**Task to carry out:**
List each line of the rows below that contains the string "crowd", copying each line in full. Case counts.

## BEGIN Source records

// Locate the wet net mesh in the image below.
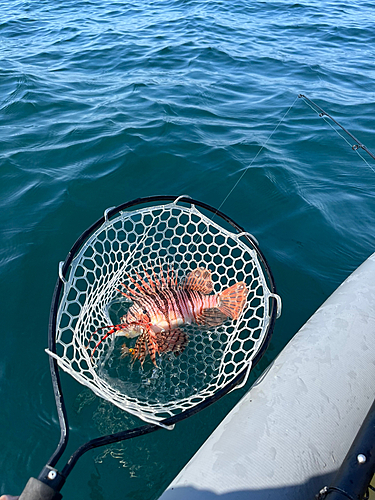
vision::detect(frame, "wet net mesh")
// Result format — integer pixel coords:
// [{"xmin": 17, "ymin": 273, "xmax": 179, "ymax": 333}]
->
[{"xmin": 48, "ymin": 200, "xmax": 278, "ymax": 423}]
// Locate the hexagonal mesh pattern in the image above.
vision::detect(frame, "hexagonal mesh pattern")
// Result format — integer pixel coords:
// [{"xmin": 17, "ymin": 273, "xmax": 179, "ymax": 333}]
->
[{"xmin": 49, "ymin": 202, "xmax": 280, "ymax": 423}]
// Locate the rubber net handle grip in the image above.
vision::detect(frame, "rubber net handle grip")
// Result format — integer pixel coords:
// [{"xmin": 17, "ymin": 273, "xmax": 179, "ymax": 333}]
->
[{"xmin": 19, "ymin": 477, "xmax": 62, "ymax": 500}]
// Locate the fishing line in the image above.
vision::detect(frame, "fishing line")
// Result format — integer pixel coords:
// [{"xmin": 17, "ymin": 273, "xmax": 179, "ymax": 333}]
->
[
  {"xmin": 298, "ymin": 94, "xmax": 375, "ymax": 173},
  {"xmin": 217, "ymin": 96, "xmax": 298, "ymax": 216}
]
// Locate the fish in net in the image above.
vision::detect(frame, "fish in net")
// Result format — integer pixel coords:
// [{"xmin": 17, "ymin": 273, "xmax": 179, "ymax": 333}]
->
[{"xmin": 47, "ymin": 197, "xmax": 281, "ymax": 425}]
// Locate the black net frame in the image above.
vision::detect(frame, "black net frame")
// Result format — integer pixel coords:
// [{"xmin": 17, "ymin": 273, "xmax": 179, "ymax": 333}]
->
[{"xmin": 38, "ymin": 195, "xmax": 279, "ymax": 492}]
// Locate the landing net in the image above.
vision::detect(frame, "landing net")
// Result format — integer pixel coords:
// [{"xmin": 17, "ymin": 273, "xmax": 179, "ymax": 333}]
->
[{"xmin": 47, "ymin": 198, "xmax": 280, "ymax": 423}]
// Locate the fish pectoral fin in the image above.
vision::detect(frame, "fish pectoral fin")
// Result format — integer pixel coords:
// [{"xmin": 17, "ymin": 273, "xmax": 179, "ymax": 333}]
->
[
  {"xmin": 218, "ymin": 281, "xmax": 248, "ymax": 319},
  {"xmin": 183, "ymin": 267, "xmax": 214, "ymax": 295},
  {"xmin": 157, "ymin": 328, "xmax": 188, "ymax": 356},
  {"xmin": 197, "ymin": 307, "xmax": 228, "ymax": 327}
]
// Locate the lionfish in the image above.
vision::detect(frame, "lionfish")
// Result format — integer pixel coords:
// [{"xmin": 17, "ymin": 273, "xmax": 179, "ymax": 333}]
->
[{"xmin": 91, "ymin": 267, "xmax": 248, "ymax": 366}]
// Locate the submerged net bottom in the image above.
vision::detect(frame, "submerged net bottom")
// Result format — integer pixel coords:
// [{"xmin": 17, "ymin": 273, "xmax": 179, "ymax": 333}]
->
[{"xmin": 50, "ymin": 203, "xmax": 272, "ymax": 423}]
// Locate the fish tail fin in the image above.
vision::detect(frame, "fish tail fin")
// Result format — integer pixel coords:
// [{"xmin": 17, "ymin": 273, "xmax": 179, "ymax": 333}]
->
[{"xmin": 218, "ymin": 281, "xmax": 248, "ymax": 319}]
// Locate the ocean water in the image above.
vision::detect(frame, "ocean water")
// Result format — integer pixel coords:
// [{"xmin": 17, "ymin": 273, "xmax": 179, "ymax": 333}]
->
[{"xmin": 0, "ymin": 0, "xmax": 375, "ymax": 500}]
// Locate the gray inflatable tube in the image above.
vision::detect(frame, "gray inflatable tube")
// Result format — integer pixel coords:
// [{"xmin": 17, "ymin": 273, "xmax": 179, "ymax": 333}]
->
[{"xmin": 161, "ymin": 254, "xmax": 375, "ymax": 500}]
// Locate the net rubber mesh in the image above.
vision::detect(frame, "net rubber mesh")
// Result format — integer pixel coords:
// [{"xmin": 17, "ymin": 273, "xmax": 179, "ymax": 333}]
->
[{"xmin": 48, "ymin": 200, "xmax": 277, "ymax": 423}]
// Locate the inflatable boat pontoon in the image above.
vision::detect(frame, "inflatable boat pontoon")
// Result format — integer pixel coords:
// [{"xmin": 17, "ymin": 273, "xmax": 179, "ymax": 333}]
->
[{"xmin": 160, "ymin": 254, "xmax": 375, "ymax": 500}]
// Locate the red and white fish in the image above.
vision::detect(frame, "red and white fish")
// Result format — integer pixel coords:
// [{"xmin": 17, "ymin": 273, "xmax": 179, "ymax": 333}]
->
[{"xmin": 86, "ymin": 267, "xmax": 248, "ymax": 366}]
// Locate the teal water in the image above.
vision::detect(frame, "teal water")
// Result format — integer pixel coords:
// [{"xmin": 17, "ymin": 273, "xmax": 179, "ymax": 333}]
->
[{"xmin": 0, "ymin": 0, "xmax": 375, "ymax": 500}]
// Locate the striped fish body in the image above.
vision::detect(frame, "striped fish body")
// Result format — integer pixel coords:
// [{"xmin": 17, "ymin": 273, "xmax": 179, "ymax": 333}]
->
[{"xmin": 116, "ymin": 268, "xmax": 248, "ymax": 366}]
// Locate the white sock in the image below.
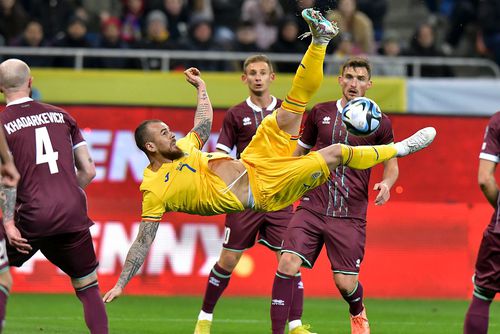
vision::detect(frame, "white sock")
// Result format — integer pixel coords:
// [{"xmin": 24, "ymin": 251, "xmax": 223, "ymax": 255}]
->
[
  {"xmin": 288, "ymin": 319, "xmax": 302, "ymax": 332},
  {"xmin": 198, "ymin": 310, "xmax": 214, "ymax": 321}
]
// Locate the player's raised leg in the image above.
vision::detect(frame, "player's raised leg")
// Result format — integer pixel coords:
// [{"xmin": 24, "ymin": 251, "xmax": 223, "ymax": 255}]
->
[
  {"xmin": 277, "ymin": 8, "xmax": 339, "ymax": 136},
  {"xmin": 318, "ymin": 127, "xmax": 436, "ymax": 170}
]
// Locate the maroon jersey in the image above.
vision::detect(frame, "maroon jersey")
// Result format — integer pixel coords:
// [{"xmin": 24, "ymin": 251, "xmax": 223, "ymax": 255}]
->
[
  {"xmin": 0, "ymin": 99, "xmax": 92, "ymax": 239},
  {"xmin": 479, "ymin": 111, "xmax": 500, "ymax": 234},
  {"xmin": 216, "ymin": 96, "xmax": 281, "ymax": 159},
  {"xmin": 299, "ymin": 100, "xmax": 394, "ymax": 219}
]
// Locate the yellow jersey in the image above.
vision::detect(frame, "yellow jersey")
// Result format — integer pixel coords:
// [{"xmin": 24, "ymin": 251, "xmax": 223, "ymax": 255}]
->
[{"xmin": 140, "ymin": 132, "xmax": 245, "ymax": 221}]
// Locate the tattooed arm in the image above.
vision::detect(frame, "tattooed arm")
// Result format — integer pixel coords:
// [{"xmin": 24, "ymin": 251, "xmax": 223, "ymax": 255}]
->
[
  {"xmin": 102, "ymin": 221, "xmax": 160, "ymax": 303},
  {"xmin": 73, "ymin": 145, "xmax": 96, "ymax": 189},
  {"xmin": 184, "ymin": 67, "xmax": 213, "ymax": 148}
]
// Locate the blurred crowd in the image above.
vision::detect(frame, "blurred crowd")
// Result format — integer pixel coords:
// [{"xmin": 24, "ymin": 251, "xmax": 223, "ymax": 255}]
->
[{"xmin": 0, "ymin": 0, "xmax": 500, "ymax": 76}]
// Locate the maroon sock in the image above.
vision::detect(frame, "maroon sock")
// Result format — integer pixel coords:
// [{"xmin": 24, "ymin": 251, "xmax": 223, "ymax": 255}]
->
[
  {"xmin": 75, "ymin": 282, "xmax": 108, "ymax": 334},
  {"xmin": 0, "ymin": 284, "xmax": 9, "ymax": 332},
  {"xmin": 201, "ymin": 263, "xmax": 231, "ymax": 313},
  {"xmin": 288, "ymin": 273, "xmax": 304, "ymax": 321},
  {"xmin": 464, "ymin": 296, "xmax": 492, "ymax": 334},
  {"xmin": 271, "ymin": 271, "xmax": 295, "ymax": 334},
  {"xmin": 342, "ymin": 282, "xmax": 363, "ymax": 315}
]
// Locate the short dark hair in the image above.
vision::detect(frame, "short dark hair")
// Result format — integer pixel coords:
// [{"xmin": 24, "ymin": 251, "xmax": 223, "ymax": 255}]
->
[
  {"xmin": 340, "ymin": 57, "xmax": 372, "ymax": 79},
  {"xmin": 134, "ymin": 119, "xmax": 162, "ymax": 155},
  {"xmin": 243, "ymin": 55, "xmax": 274, "ymax": 73}
]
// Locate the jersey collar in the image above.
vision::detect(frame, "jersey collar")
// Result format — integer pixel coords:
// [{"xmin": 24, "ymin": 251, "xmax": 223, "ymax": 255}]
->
[
  {"xmin": 246, "ymin": 95, "xmax": 278, "ymax": 112},
  {"xmin": 7, "ymin": 97, "xmax": 33, "ymax": 107}
]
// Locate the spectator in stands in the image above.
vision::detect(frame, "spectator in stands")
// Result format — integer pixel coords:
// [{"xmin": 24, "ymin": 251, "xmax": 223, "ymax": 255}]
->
[
  {"xmin": 30, "ymin": 0, "xmax": 75, "ymax": 43},
  {"xmin": 212, "ymin": 0, "xmax": 244, "ymax": 44},
  {"xmin": 152, "ymin": 0, "xmax": 189, "ymax": 41},
  {"xmin": 54, "ymin": 17, "xmax": 92, "ymax": 67},
  {"xmin": 0, "ymin": 0, "xmax": 29, "ymax": 45},
  {"xmin": 241, "ymin": 0, "xmax": 284, "ymax": 50},
  {"xmin": 79, "ymin": 0, "xmax": 123, "ymax": 23},
  {"xmin": 188, "ymin": 0, "xmax": 214, "ymax": 21},
  {"xmin": 92, "ymin": 17, "xmax": 135, "ymax": 69},
  {"xmin": 231, "ymin": 21, "xmax": 263, "ymax": 53},
  {"xmin": 479, "ymin": 0, "xmax": 500, "ymax": 65},
  {"xmin": 181, "ymin": 17, "xmax": 231, "ymax": 71},
  {"xmin": 357, "ymin": 0, "xmax": 387, "ymax": 41},
  {"xmin": 405, "ymin": 23, "xmax": 453, "ymax": 77},
  {"xmin": 137, "ymin": 10, "xmax": 177, "ymax": 70},
  {"xmin": 443, "ymin": 0, "xmax": 479, "ymax": 54},
  {"xmin": 270, "ymin": 15, "xmax": 309, "ymax": 73},
  {"xmin": 121, "ymin": 0, "xmax": 144, "ymax": 45},
  {"xmin": 328, "ymin": 0, "xmax": 375, "ymax": 54},
  {"xmin": 372, "ymin": 34, "xmax": 406, "ymax": 76},
  {"xmin": 11, "ymin": 20, "xmax": 53, "ymax": 67}
]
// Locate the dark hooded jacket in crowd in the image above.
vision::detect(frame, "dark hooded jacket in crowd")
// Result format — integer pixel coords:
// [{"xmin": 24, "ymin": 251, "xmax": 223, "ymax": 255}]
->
[
  {"xmin": 403, "ymin": 27, "xmax": 453, "ymax": 78},
  {"xmin": 179, "ymin": 18, "xmax": 232, "ymax": 71}
]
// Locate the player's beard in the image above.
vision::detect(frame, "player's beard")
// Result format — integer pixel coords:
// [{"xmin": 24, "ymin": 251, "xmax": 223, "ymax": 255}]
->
[{"xmin": 160, "ymin": 145, "xmax": 184, "ymax": 160}]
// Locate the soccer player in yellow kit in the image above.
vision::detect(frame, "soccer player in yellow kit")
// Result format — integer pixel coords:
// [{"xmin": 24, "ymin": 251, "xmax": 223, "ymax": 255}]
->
[{"xmin": 103, "ymin": 8, "xmax": 436, "ymax": 302}]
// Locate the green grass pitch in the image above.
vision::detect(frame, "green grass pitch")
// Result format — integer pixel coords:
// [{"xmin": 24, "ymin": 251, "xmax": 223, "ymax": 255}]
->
[{"xmin": 3, "ymin": 294, "xmax": 500, "ymax": 334}]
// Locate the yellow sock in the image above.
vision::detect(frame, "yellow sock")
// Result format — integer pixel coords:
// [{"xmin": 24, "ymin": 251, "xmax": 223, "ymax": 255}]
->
[
  {"xmin": 340, "ymin": 144, "xmax": 398, "ymax": 169},
  {"xmin": 281, "ymin": 43, "xmax": 326, "ymax": 114}
]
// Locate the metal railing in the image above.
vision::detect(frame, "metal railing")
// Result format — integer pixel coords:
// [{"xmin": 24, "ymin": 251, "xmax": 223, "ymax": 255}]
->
[{"xmin": 0, "ymin": 47, "xmax": 500, "ymax": 78}]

## END Source records

**Finished exercise:**
// Locate the blurred crowd in the image above.
vision::detect(frame, "blurred crowd")
// Locate the dark hooded jacket in crowd in the image above.
vision::detect(frame, "dark hooded jacket in crowd")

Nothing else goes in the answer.